▶ _Action item_:
When the word "wheelchair" shows up in a line of the data below, copy that whole line.

*-*-*

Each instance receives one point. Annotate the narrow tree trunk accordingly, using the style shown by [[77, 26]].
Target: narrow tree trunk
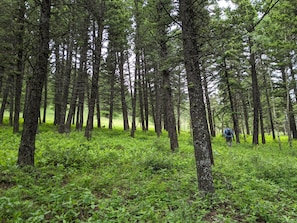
[[95, 77], [201, 137], [145, 93], [123, 92], [208, 106], [45, 100], [32, 110], [159, 105], [20, 67], [82, 76], [65, 88], [256, 94], [5, 97], [58, 85], [112, 68], [232, 106], [140, 96]]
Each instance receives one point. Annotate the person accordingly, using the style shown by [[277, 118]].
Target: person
[[228, 133]]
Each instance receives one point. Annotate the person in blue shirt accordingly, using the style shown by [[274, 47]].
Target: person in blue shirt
[[228, 134]]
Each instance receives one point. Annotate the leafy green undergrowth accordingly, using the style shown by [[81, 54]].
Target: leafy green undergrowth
[[116, 178]]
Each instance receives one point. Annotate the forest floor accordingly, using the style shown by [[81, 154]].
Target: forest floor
[[116, 178]]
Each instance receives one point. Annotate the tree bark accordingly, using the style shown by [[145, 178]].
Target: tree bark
[[232, 106], [256, 94], [201, 137], [95, 77], [20, 66], [123, 92], [32, 110]]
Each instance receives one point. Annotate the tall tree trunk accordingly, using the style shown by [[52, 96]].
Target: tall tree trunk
[[201, 137], [20, 66], [159, 105], [123, 92], [232, 106], [5, 97], [82, 76], [58, 85], [73, 101], [169, 117], [112, 79], [45, 101], [145, 92], [32, 110], [95, 77], [208, 106], [137, 67], [289, 107], [256, 94], [65, 88], [140, 94]]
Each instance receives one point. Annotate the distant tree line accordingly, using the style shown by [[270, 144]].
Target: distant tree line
[[153, 62]]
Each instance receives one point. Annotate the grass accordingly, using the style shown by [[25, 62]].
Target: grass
[[116, 178]]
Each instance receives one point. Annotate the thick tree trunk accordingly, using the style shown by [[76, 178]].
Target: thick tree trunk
[[169, 116], [201, 137], [32, 109]]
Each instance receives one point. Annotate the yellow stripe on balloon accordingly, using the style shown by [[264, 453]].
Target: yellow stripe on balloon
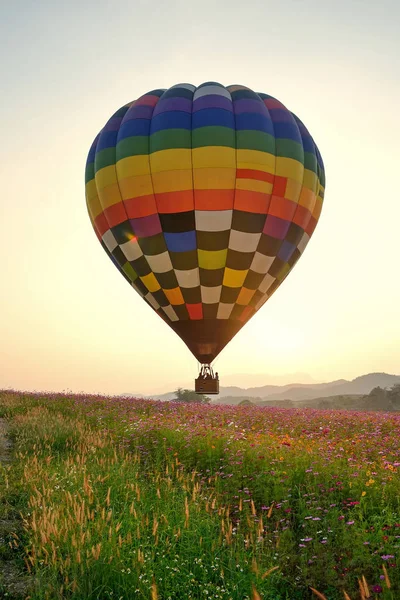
[[151, 282], [293, 190], [133, 166], [91, 189], [255, 159], [234, 278], [109, 196], [310, 180], [172, 181], [171, 160], [288, 167], [134, 187], [245, 296], [174, 296], [212, 259], [214, 179], [106, 176], [214, 157]]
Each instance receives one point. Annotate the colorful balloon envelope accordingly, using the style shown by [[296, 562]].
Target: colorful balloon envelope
[[204, 198]]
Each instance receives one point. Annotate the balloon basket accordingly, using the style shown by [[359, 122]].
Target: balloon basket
[[207, 382]]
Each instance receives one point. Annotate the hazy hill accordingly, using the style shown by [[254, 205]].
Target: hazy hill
[[300, 391]]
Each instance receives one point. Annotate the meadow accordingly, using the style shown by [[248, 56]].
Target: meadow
[[123, 498]]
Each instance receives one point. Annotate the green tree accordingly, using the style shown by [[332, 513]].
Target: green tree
[[394, 396], [183, 395]]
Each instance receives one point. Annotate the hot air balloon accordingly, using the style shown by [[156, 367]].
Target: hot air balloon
[[204, 198]]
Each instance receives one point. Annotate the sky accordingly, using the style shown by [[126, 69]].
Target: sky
[[68, 319]]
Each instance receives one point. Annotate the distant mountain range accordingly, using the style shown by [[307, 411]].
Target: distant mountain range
[[298, 391]]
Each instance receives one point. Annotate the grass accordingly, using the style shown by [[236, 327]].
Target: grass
[[123, 499]]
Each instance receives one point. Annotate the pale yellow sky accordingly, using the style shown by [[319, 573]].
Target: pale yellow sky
[[68, 319]]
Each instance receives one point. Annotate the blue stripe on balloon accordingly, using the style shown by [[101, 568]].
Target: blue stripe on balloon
[[134, 127], [107, 139], [171, 119], [254, 122], [213, 116], [287, 131]]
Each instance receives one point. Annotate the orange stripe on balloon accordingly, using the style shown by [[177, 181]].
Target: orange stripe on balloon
[[195, 311], [282, 208], [301, 216], [101, 224], [248, 311], [311, 226], [254, 174], [115, 214], [255, 202], [172, 202], [213, 199], [142, 206], [279, 188]]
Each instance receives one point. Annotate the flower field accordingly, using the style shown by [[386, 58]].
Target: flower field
[[124, 498]]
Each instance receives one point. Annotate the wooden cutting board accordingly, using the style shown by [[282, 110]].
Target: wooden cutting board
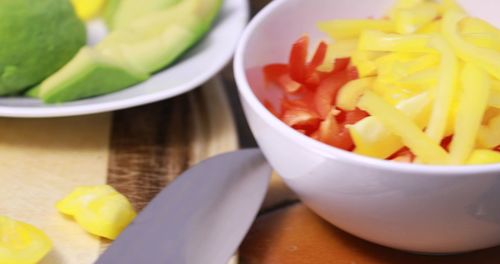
[[138, 151]]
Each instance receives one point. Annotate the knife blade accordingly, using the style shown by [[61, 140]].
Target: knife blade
[[201, 217]]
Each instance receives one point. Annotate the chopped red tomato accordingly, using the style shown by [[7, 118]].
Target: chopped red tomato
[[327, 92], [298, 59], [278, 74], [341, 64], [318, 58], [301, 119], [311, 111]]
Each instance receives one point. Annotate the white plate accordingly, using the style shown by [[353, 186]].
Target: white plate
[[195, 67]]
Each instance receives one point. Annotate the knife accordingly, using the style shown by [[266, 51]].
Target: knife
[[201, 217]]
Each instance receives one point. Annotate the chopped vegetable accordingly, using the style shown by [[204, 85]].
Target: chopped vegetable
[[445, 91], [476, 86], [21, 243], [489, 135], [484, 156], [409, 20], [422, 86], [348, 29], [350, 93], [378, 41], [100, 210], [401, 125], [486, 58]]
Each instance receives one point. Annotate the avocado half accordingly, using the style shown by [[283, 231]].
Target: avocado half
[[129, 55], [37, 38]]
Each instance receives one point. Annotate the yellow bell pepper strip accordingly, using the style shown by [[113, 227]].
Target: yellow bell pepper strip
[[421, 80], [401, 125], [484, 156], [372, 40], [495, 98], [451, 5], [409, 20], [338, 49], [349, 94], [21, 243], [445, 91], [364, 61], [351, 28], [88, 9], [398, 69], [433, 27], [100, 210], [480, 33], [489, 135], [486, 58], [476, 85], [372, 138]]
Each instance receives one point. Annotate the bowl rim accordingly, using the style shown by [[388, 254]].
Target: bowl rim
[[247, 94]]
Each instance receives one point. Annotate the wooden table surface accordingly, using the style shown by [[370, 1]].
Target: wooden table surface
[[289, 233]]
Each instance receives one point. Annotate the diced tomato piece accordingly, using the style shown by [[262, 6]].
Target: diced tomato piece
[[341, 64], [278, 75], [301, 119], [273, 72], [327, 92], [318, 58], [289, 85], [333, 134], [298, 59]]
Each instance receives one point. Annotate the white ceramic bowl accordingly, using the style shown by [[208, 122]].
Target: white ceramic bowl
[[428, 209]]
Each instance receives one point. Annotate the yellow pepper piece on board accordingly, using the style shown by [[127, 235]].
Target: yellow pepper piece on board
[[349, 94], [351, 28], [372, 138], [372, 40], [21, 243], [100, 210], [486, 58], [445, 91], [401, 125], [409, 20], [338, 49], [88, 9], [480, 33], [484, 156], [476, 85], [489, 135]]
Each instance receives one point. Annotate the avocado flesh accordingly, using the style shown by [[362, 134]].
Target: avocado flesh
[[130, 10], [36, 39], [155, 41], [88, 74], [128, 56]]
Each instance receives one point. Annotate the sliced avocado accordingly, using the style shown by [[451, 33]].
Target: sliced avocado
[[128, 56], [126, 11], [88, 74], [155, 41]]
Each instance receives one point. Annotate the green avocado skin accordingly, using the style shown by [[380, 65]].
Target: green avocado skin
[[88, 74], [37, 37], [128, 56]]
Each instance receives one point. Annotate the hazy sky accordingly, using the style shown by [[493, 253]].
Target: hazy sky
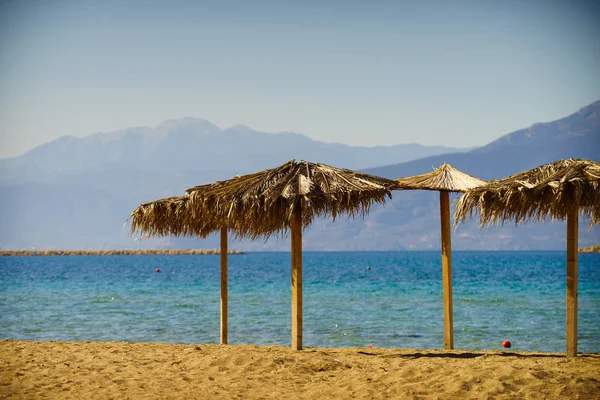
[[358, 72]]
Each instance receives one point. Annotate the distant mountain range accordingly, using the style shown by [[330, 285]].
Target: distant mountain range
[[75, 193]]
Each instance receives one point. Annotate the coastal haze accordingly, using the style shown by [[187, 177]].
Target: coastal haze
[[76, 193]]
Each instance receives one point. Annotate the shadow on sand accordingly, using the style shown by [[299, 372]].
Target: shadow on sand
[[468, 355]]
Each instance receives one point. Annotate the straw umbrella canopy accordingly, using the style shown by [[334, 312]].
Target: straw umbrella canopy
[[445, 179], [559, 190], [287, 199], [173, 216], [276, 201]]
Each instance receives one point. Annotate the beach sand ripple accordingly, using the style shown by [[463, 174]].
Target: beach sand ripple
[[59, 370]]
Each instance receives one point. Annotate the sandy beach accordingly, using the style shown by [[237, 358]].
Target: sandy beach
[[112, 370]]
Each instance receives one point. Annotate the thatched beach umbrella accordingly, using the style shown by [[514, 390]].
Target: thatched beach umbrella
[[287, 199], [275, 201], [560, 190], [173, 216], [445, 179]]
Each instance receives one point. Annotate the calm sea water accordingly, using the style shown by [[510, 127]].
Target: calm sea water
[[398, 303]]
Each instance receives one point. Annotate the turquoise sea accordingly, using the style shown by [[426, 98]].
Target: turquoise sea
[[518, 296]]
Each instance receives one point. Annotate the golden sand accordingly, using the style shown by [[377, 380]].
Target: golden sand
[[101, 370]]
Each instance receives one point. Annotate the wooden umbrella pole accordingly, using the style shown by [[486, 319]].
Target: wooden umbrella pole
[[572, 277], [296, 225], [447, 270], [224, 294]]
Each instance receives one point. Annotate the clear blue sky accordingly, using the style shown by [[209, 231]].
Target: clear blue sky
[[358, 72]]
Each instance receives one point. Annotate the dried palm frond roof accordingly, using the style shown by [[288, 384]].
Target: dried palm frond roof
[[550, 190], [263, 203], [445, 178], [171, 216]]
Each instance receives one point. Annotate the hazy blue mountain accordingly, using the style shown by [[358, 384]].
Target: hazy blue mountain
[[77, 192], [197, 145]]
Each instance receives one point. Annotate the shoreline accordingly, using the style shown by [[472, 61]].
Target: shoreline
[[33, 369], [8, 253]]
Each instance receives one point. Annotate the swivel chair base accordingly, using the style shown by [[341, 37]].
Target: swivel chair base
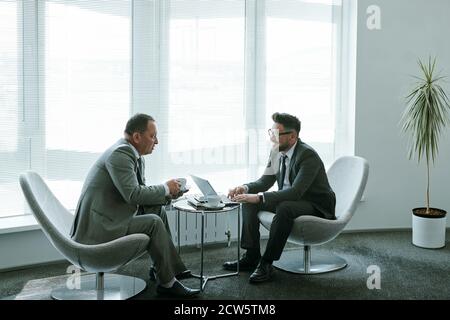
[[100, 287], [301, 262]]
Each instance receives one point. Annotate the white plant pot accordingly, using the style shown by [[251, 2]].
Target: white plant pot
[[429, 232]]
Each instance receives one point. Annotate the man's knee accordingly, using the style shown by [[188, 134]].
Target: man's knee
[[154, 222], [250, 208], [283, 209]]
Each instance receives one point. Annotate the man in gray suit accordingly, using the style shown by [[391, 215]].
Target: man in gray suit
[[303, 189], [115, 202]]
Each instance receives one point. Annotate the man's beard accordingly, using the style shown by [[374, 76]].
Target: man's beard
[[280, 147]]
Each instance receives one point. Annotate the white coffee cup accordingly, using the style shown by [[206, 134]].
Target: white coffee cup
[[213, 200], [182, 182]]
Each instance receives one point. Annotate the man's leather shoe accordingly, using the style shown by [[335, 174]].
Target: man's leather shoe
[[177, 290], [245, 264], [264, 272], [183, 275]]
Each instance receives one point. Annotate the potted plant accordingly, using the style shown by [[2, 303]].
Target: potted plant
[[425, 117]]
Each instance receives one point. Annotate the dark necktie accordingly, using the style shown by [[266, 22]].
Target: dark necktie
[[283, 172], [140, 173], [140, 176]]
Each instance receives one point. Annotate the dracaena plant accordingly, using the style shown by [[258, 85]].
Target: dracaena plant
[[426, 116]]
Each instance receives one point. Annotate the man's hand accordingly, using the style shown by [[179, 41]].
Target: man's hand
[[174, 188], [236, 191], [247, 198]]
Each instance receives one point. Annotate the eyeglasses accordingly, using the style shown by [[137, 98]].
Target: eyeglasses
[[274, 133]]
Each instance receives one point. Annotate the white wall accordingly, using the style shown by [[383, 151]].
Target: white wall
[[410, 29]]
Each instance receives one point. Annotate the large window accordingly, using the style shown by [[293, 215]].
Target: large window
[[87, 86], [12, 161], [206, 87], [301, 66], [210, 71]]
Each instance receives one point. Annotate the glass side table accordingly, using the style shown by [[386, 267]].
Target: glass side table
[[184, 206]]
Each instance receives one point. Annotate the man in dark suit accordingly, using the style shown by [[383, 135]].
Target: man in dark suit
[[303, 189], [115, 201]]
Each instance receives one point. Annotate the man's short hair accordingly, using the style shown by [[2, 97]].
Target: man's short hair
[[138, 123], [289, 122]]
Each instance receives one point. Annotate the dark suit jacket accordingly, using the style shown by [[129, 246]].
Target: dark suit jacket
[[307, 177]]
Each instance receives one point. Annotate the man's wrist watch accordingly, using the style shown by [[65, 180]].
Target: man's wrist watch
[[261, 197]]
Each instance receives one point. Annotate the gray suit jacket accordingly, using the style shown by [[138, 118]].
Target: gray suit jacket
[[308, 180], [111, 195]]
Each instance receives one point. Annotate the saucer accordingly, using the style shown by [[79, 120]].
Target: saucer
[[209, 206]]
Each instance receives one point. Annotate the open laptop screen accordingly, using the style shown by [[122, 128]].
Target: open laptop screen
[[204, 186]]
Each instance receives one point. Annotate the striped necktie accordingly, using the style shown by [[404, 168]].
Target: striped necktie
[[283, 172]]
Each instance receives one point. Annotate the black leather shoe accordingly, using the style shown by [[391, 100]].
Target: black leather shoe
[[245, 264], [264, 272], [177, 290], [183, 275]]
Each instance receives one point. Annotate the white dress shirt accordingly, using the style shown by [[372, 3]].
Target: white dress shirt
[[138, 156]]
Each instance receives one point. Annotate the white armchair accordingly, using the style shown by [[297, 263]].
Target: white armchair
[[56, 223]]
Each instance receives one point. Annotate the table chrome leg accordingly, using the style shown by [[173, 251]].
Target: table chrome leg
[[178, 231], [201, 248], [239, 236]]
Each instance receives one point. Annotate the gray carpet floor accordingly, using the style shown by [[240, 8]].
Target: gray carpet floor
[[406, 272]]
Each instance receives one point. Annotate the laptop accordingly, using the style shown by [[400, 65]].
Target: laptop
[[207, 190]]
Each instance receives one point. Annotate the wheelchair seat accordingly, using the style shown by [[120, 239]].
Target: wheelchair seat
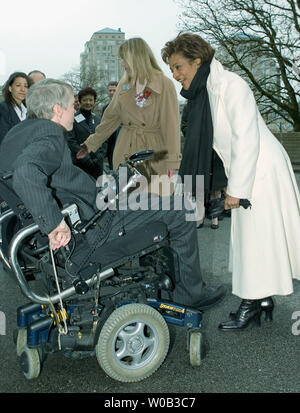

*-*-*

▶ _Response area_:
Each instance receives one point. Annotate the wheelchair seat accordingly, using the style shown by [[120, 239]].
Target: wheelchair seat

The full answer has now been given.